| PROBLEM STATEMENT |
What follows is a listing to be transcribed exactly.

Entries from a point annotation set
§
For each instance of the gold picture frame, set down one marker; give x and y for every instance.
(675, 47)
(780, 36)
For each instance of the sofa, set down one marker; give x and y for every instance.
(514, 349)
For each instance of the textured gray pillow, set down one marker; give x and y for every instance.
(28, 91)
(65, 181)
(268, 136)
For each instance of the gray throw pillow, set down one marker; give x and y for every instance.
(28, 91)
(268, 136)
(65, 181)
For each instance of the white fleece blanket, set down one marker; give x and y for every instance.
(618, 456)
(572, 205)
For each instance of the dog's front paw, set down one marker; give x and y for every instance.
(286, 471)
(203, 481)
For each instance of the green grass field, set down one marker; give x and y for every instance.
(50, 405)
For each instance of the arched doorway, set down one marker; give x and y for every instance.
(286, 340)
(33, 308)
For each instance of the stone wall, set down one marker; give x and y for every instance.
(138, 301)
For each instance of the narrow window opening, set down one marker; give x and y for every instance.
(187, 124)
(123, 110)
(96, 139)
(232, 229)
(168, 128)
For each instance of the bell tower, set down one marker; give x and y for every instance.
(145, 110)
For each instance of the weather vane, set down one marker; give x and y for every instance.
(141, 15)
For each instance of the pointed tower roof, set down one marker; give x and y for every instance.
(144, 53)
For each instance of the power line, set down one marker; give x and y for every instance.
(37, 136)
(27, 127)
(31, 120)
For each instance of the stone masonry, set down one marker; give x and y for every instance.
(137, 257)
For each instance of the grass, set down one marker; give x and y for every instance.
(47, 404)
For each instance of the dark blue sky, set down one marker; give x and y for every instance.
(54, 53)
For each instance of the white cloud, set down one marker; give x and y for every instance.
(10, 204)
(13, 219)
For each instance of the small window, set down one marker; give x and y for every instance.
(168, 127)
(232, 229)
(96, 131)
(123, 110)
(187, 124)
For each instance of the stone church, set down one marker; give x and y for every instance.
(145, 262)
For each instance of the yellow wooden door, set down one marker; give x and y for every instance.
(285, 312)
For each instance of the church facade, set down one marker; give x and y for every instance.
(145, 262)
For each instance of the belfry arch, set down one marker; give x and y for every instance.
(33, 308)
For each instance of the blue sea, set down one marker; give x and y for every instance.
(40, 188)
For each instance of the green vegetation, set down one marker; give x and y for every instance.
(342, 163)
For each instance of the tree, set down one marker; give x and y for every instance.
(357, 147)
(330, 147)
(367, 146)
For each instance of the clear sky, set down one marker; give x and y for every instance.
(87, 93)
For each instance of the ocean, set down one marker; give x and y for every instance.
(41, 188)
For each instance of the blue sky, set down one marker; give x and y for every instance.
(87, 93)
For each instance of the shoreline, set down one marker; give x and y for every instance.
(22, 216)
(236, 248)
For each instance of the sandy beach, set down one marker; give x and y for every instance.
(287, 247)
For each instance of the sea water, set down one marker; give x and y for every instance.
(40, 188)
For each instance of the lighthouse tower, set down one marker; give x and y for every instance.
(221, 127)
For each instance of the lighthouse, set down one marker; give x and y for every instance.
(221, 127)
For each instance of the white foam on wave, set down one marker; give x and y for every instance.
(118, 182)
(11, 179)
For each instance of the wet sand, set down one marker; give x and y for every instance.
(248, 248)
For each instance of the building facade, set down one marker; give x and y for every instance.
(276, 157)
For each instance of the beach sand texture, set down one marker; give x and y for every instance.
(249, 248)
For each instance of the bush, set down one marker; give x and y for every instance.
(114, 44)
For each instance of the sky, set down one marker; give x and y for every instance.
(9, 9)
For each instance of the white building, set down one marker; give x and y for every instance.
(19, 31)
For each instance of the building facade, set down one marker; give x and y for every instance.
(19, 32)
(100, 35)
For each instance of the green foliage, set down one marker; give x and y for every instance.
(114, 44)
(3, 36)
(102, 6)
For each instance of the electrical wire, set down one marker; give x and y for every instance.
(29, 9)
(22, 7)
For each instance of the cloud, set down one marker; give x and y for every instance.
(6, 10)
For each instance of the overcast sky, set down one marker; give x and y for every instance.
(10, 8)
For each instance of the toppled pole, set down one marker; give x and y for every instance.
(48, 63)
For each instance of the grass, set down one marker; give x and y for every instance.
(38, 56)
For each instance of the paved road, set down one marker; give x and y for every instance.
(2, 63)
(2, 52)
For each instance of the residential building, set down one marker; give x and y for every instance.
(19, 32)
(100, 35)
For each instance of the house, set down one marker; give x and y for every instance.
§
| WRITTEN ANSWER |
For each instance of the gold picture frame, set down one marker; give x and y for every instance.
(675, 47)
(780, 36)
For each instance of the sofa, set down one marker; give x and y for every instance.
(514, 349)
For each instance of the textured gray pillow, set down one marker; give x and y for every instance.
(28, 91)
(65, 181)
(268, 136)
For each instance of the gray throw pillow, set down one marker; give x and y for every instance.
(28, 91)
(268, 136)
(65, 181)
For each instance of the white fleece blanket, set down one marker; give x and y for every instance.
(618, 456)
(572, 205)
For each instance of the dog's front paw, set down one marker; give x and y for every instance.
(286, 471)
(203, 481)
For each instance of the green grass field, set down one marker; give x and y for every instance.
(50, 405)
For each instance of the arched doorway, set down one marker; give x and y for every instance.
(286, 340)
(33, 308)
For each instance of the stone wall, set down one marker; give x and y for every instance.
(138, 301)
For each instance of the narrow window opening, set down one marker; give x and y for every instance.
(187, 124)
(123, 110)
(96, 139)
(232, 229)
(168, 128)
For each instance of the bell tower, set down one marker; give x and y for every instance.
(145, 110)
For each instance of the weather vane, set down one marker; give x and y for every instance.
(141, 15)
For each instance of the pointed tower roof, set down one marker; give x and y for every instance.
(144, 53)
For each instance of the power line, set down one marker; give x and y for every instance.
(37, 136)
(27, 127)
(31, 120)
For each instance of the stone masonry, set down one marker; give x and y for every instance.
(137, 257)
For each instance of the grass, set down one marker; give x and y for every instance.
(47, 404)
For each instance of the dark blue sky, set down one marker; give x and y for every instance.
(54, 53)
For each instance of the white cloud, set down one marker; give x and y for every instance.
(10, 204)
(13, 219)
For each instance of the small window, set down one marker; give x and y for every instance.
(168, 127)
(232, 229)
(96, 131)
(123, 110)
(187, 124)
For each instance of the stone church, set down one marker; give x and y for every instance.
(145, 262)
For each instance of the yellow wooden door, set down one marker; give x and y for every instance.
(285, 312)
For each instance of the church facade, set down one marker; give x and y for every instance.
(145, 262)
For each instance of the belfry arch, set down one marker; give x and y for every instance.
(33, 308)
For each instance of the blue sea, set down one marker; give x and y for every instance.
(40, 188)
For each instance of the green vegetation, set down one marker; give x and y for every instance.
(342, 163)
For each instance of the tree, set down one marker; give x and y for every instance.
(357, 147)
(330, 147)
(367, 146)
For each instance of the clear sky, set down one marker; give x and y for every instance.
(87, 93)
For each instance of the ocean, set down one marker; give x and y for every instance.
(41, 188)
For each instance of the blue sky, set down one marker; give x and y for every instance.
(87, 93)
For each instance of the shoreline, set down one marker; give x and y for every instance.
(22, 216)
(236, 248)
For each instance of the sandy beach, set down one marker; give x and y for every instance.
(287, 247)
For each instance of the sea water, set down one marker; give x and y for every instance.
(40, 188)
For each instance of the lighthouse tower, set down one marker; give x and y for every instance.
(221, 127)
For each instance of the lighthouse, set down one marker; give x and y for every instance.
(221, 127)
For each instance of the white foam on wave, set down one marker; give x and y for every instance.
(118, 182)
(11, 179)
For each instance of the wet sand, set down one marker; give x and y for every instance.
(248, 248)
For each instance of the building facade, set down one marker; give x and y for every instance.
(276, 157)
For each instance of the beach sand texture, set down one marker; give x and y for every instance.
(249, 248)
For each instance of the bush, set down one marker; give x and y for every instance.
(114, 44)
For each instance of the sky, set down one marker; give x and y for every instance.
(9, 9)
For each instance of the white building, set down one marker; give x and y for every instance.
(19, 31)
For each instance of the building facade, set down one marker; give x and y for every instance.
(19, 32)
(100, 35)
For each instance of the green foliage, set down one marker; give x and y for every instance.
(114, 44)
(3, 36)
(102, 6)
For each instance of the electrical wire, set down one marker; give x and y for every instance.
(29, 9)
(22, 7)
For each instance of the cloud, set down one marker; give x and y for every instance.
(6, 10)
For each instance of the overcast sky, set down one marker; give x and y for every instance.
(10, 8)
For each instance of the toppled pole, set down one marker; give x and y for every instance.
(48, 63)
For each instance of the grass, set down one marker; give x and y for every instance.
(38, 56)
For each instance of the paved road, set down one marker; give x and y for every instance.
(2, 63)
(2, 52)
For each instance of the residential building, set down one marker; give x and y for every instance.
(19, 32)
(100, 35)
For each instance of the house, set down one marker; give x and y for every instance.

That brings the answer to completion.